Object location annotation data:
*-*-*
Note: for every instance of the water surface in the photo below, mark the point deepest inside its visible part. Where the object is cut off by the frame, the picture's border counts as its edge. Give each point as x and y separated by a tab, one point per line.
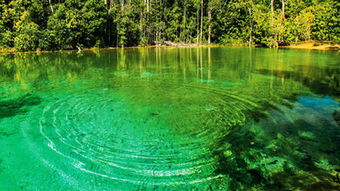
170	119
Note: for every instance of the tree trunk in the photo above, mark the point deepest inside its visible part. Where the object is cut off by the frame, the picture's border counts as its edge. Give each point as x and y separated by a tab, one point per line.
209	28
251	26
283	8
272	10
201	32
50	2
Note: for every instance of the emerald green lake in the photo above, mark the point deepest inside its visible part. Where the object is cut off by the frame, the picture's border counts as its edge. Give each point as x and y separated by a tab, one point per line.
170	119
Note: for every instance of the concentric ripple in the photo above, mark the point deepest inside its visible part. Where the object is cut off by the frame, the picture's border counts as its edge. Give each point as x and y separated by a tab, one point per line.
140	136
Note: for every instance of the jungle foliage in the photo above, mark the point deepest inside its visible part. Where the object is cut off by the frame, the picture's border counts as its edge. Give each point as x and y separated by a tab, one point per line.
69	24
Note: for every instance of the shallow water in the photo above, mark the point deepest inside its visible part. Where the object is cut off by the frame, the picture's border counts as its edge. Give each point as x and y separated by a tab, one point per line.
170	119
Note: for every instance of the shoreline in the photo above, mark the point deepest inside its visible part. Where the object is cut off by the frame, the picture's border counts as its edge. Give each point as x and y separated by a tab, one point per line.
313	46
303	45
13	51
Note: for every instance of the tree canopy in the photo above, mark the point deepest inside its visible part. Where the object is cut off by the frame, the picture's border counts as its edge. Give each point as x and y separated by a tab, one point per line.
67	24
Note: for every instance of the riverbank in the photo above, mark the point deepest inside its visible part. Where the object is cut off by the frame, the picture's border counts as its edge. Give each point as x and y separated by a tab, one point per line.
12	50
313	46
303	45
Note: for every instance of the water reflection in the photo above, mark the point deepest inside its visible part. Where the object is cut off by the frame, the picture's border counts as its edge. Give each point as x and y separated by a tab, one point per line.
250	118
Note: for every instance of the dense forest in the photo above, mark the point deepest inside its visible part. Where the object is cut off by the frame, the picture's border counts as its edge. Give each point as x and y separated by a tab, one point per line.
69	24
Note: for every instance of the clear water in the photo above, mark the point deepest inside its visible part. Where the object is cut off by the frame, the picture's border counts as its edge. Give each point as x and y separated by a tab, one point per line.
170	119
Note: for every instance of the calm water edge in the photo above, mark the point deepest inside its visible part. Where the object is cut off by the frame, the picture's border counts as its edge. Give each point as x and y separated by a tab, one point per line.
170	119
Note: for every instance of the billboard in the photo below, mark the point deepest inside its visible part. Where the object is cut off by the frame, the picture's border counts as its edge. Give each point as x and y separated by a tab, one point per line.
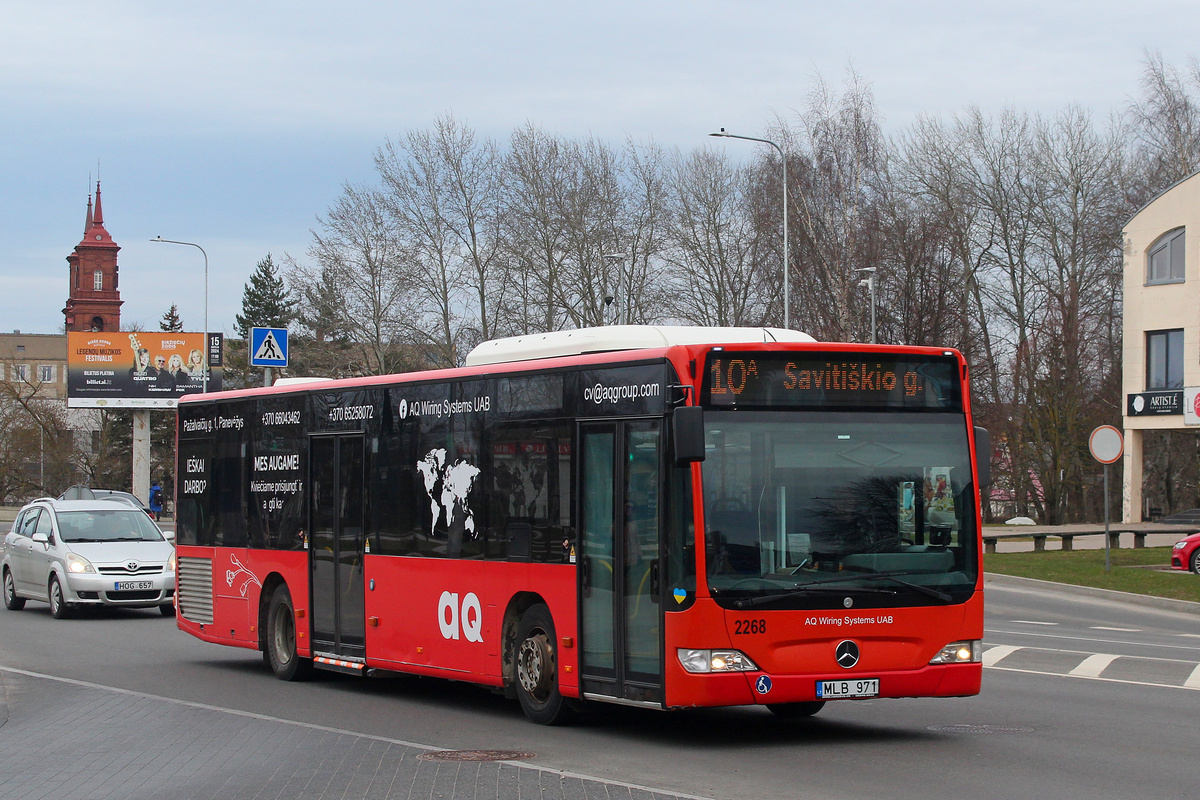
139	368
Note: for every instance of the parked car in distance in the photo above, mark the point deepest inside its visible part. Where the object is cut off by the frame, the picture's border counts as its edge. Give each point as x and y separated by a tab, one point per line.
85	493
1186	553
72	553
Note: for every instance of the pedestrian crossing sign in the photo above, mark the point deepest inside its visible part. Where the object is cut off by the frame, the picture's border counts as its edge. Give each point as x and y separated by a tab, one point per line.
268	347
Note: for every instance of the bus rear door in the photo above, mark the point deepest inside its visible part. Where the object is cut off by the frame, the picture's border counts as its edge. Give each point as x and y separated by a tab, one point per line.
621	515
337	545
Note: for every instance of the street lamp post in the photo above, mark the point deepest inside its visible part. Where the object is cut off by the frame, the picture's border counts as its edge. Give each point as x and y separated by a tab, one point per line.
172	241
783	158
869	282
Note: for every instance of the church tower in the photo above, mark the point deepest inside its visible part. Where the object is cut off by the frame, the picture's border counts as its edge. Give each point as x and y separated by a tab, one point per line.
94	302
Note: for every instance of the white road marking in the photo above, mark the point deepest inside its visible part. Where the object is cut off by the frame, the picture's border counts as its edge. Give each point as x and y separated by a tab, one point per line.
1119	630
1093	665
991	655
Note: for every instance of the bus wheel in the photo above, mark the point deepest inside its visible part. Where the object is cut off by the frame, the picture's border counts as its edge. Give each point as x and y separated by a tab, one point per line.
796	710
281	638
538	669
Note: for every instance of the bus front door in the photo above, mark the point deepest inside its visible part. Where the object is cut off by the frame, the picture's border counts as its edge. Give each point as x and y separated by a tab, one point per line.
621	516
337	545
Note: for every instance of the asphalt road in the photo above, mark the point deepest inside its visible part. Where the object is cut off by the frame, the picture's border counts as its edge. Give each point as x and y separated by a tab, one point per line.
1083	698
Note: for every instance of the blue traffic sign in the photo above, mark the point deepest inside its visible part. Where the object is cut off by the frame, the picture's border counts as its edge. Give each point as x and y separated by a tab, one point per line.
268	347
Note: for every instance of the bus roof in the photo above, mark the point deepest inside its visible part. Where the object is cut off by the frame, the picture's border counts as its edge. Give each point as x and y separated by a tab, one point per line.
621	337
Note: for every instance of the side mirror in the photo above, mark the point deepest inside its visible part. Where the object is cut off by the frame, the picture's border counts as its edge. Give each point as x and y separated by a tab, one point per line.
983	457
688	433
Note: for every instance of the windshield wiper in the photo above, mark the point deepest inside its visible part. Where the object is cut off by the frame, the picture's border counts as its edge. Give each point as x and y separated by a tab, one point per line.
821	587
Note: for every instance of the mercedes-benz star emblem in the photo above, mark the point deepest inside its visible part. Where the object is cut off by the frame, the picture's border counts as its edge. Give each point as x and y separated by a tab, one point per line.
846	654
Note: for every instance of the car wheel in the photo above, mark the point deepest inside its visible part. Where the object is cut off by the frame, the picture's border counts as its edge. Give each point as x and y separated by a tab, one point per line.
59	607
11	601
537	667
281	638
796	710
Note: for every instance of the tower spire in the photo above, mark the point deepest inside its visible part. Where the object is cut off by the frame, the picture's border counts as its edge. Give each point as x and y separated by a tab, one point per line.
99	218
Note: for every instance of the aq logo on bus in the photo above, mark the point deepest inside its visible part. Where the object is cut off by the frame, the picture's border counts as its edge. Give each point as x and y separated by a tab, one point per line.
466	618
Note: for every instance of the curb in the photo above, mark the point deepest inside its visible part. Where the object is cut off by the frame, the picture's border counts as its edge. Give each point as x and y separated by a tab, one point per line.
1183	606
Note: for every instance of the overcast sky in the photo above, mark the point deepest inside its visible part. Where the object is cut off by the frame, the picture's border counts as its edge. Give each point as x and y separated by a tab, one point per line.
233	125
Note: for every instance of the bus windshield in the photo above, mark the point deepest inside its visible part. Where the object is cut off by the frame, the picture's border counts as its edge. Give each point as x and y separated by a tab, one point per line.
880	505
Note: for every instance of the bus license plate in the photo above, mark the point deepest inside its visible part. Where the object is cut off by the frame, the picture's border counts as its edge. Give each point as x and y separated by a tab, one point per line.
834	690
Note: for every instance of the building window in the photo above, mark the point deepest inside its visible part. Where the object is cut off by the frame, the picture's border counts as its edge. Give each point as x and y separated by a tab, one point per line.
1164	360
1165	258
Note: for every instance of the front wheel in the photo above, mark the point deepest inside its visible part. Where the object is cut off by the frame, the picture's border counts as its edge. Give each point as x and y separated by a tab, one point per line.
11	601
281	638
796	710
59	607
537	661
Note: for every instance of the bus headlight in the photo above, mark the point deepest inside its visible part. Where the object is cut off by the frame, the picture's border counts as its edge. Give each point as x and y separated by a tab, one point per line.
959	653
706	661
79	564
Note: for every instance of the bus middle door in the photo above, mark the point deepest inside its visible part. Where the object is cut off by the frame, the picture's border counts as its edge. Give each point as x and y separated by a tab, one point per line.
337	545
621	519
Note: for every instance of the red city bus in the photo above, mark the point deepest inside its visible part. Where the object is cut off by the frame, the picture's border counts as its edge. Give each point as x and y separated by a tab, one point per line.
663	517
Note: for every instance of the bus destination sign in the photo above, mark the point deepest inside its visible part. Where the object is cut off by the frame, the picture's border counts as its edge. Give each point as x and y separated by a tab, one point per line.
831	380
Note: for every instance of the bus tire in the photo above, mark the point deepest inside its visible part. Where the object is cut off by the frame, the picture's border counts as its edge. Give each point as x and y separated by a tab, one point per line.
537	669
281	638
796	710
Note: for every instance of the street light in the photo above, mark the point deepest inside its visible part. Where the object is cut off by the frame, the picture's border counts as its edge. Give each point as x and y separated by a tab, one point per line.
869	283
172	241
783	158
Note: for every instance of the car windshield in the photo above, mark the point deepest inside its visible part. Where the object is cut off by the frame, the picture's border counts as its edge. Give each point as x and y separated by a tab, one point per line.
871	503
119	524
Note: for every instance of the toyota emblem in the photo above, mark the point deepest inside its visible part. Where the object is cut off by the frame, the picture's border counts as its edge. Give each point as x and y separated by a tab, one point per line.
846	654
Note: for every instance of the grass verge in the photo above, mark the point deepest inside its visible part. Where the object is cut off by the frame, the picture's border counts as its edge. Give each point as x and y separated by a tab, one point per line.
1132	570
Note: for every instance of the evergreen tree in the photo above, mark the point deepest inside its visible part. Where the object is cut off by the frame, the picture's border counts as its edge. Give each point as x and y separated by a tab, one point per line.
265	301
171	320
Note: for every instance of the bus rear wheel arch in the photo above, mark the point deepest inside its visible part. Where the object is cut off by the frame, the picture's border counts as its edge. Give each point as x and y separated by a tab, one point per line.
537	668
281	638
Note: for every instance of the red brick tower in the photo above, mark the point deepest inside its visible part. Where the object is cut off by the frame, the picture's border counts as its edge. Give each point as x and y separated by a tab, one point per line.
94	302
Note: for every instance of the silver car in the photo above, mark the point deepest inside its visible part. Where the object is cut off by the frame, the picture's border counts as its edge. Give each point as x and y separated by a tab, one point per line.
73	553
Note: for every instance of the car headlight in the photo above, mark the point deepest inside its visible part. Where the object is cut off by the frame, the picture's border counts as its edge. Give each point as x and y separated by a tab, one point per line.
78	564
959	653
706	661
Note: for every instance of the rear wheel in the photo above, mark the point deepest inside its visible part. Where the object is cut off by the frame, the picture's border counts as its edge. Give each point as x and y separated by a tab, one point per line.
11	601
796	710
281	638
537	663
59	607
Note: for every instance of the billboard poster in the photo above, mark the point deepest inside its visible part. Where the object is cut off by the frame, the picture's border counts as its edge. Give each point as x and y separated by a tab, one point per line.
139	368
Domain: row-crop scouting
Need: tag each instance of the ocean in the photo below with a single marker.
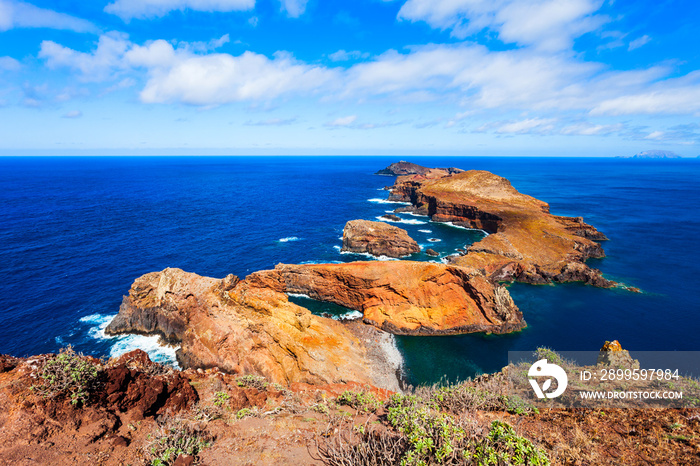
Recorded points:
(76, 231)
*-*-*
=== INSTRUCTIONS FOR THE TASK ===
Recast the records from the line with "Note: for every instance of the bus rear wheel" through the end of the records as a two-column CSV with the columns request and answer, one row per request. Put each request's text and its answer in their own quoted fields with line breaks turned into spaces, and leave the pictures out.

=== SOLUTION ===
request,answer
"Note: for every instance of the bus rear wheel arch in the photo above, mark the point deepest inside its visible part. Where the object is cut off by the frame, the picture's border counts as its edge. Give each point as x and y separated by a tab, one point per line.","537	668 281	638"
"Note: for every instance of the red brick tower in the photo above, mark the point deepest inside its visible part. Where the object is cut off by the frame, the picture's border counts as its edge. Give each point as x and y separated by a tab, one point per line.","94	302"
"Note: for every instance of the silver car in the photo above, mark the point deepest inside its visible part. Where the object is cut off by the frame, the picture's border counts as its edge. Give each point as x and y separated by a tab, one point per line.","73	553"
"Note: for every instance of the car headlight in the photo above, mark the point deepest inside its visible part. Where the object is cut off by the frame, the picture's border counts as its edge. Give each point as x and y separated by a tab, one point per line.","78	564 959	653 706	661"
"Note: for every instance of the rear wheel in the photo above, mark the point deepest inside its visible part. Where the object is cut off by the frame, the picture's border counts as its edge. Give each point as x and y separated by a tab, one point per line.","11	601 796	710 281	638 537	663 59	607"
"Note: for every instance of the billboard poster in the photo above, mark the point deepest inside its visible part. Where the object is cut off by the frame, the picture's border counts as its edge. Give each point as x and y separated by a tab, one point per line.","139	368"
"Domain: row-crop scouting Need: tag each instance of the ocean in the photo below with a single marker. Recorded points:","(76, 231)"